**Set tasks**
(a) Reproduce the passage on Mariano Idelman word for word, from "Mariano Idelman (;" up to and including "Nehederet in 2003.".
(b) According to the passage on Mariano Idelman, in what year did Idelman and Finish create their own show, Ahla Seret?

**Text passage**

Mariano Idelman (; born 27 June 1974, Argentina) is an Israeli actor and comedian. He is well known for acting in the popular TV show Eretz Nehederet.

Career
In 1996 he appeared in Dudu Topaz's stand-up comedy show called The First in Entertainment with Eli Finish, and signed a 2-year contract with the show.

Idelman and Finish continued working together with a stand-up act called Ovrim Al HaTzhok (a word play on Ovrim Al HaHok, Hebrew for "breaking the law"), and in 2001 created their own show named Ahla Seret ("A Great Movie"). In 2002 they released a 'best moments' DVD. In the same year, they appeared in a show on Bip called Lo Nafsik Litzhok ("(We) Won't Stop Laughing") along with Tal Friedman, Asi Cohen and Rotem Abuhav. The first two continued with Idelman and Finish to Eretz Nehederet in 2003.

"Eretz Nehederet"

**Stored data**
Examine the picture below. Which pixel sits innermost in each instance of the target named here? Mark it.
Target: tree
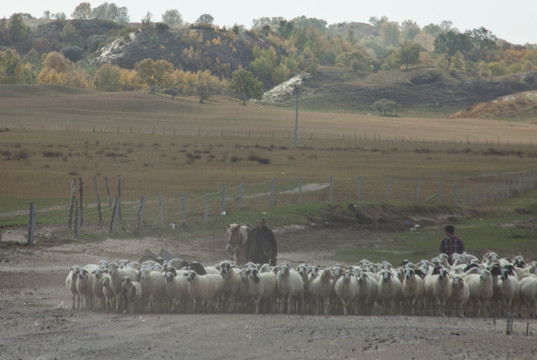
(107, 78)
(82, 11)
(408, 53)
(172, 18)
(10, 66)
(246, 85)
(16, 27)
(205, 19)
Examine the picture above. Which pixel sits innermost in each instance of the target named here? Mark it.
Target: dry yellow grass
(185, 147)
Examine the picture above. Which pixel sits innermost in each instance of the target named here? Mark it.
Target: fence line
(466, 192)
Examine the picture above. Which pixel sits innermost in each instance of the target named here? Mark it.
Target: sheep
(116, 275)
(70, 283)
(437, 290)
(389, 291)
(153, 290)
(204, 289)
(231, 276)
(108, 292)
(528, 294)
(84, 287)
(509, 289)
(132, 293)
(460, 294)
(412, 289)
(261, 287)
(176, 290)
(290, 286)
(481, 289)
(320, 289)
(367, 290)
(346, 289)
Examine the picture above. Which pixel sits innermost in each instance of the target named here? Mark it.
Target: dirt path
(36, 320)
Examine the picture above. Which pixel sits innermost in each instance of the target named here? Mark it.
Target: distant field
(175, 147)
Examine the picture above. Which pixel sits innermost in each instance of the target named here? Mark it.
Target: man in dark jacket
(261, 247)
(451, 243)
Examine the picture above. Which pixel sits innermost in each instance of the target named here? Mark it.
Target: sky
(514, 21)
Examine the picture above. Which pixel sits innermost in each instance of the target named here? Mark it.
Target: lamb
(108, 292)
(176, 290)
(528, 294)
(367, 290)
(232, 282)
(204, 289)
(70, 283)
(320, 289)
(290, 286)
(84, 287)
(346, 289)
(261, 287)
(389, 290)
(460, 293)
(116, 275)
(132, 293)
(481, 289)
(412, 289)
(437, 290)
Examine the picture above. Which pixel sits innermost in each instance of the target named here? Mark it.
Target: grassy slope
(343, 145)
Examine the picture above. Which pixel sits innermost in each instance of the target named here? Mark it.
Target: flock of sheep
(492, 286)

**Correct answers**
(a)
Mariano Idelman (; born 27 June 1974, Argentina) is an Israeli actor and comedian. He is well known for acting in the popular TV show Eretz Nehederet.

Career
In 1996 he appeared in Dudu Topaz's stand-up comedy show called The First in Entertainment with Eli Finish, and signed a 2-year contract with the show.

Idelman and Finish continued working together with a stand-up act called Ovrim Al HaTzhok (a word play on Ovrim Al HaHok, Hebrew for "breaking the law"), and in 2001 created their own show named Ahla Seret ("A Great Movie"). In 2002 they released a 'best moments' DVD. In the same year, they appeared in a show on Bip called Lo Nafsik Litzhok ("(We) Won't Stop Laughing") along with Tal Friedman, Asi Cohen and Rotem Abuhav. The first two continued with Idelman and Finish to Eretz Nehederet in 2003.

(b) 2001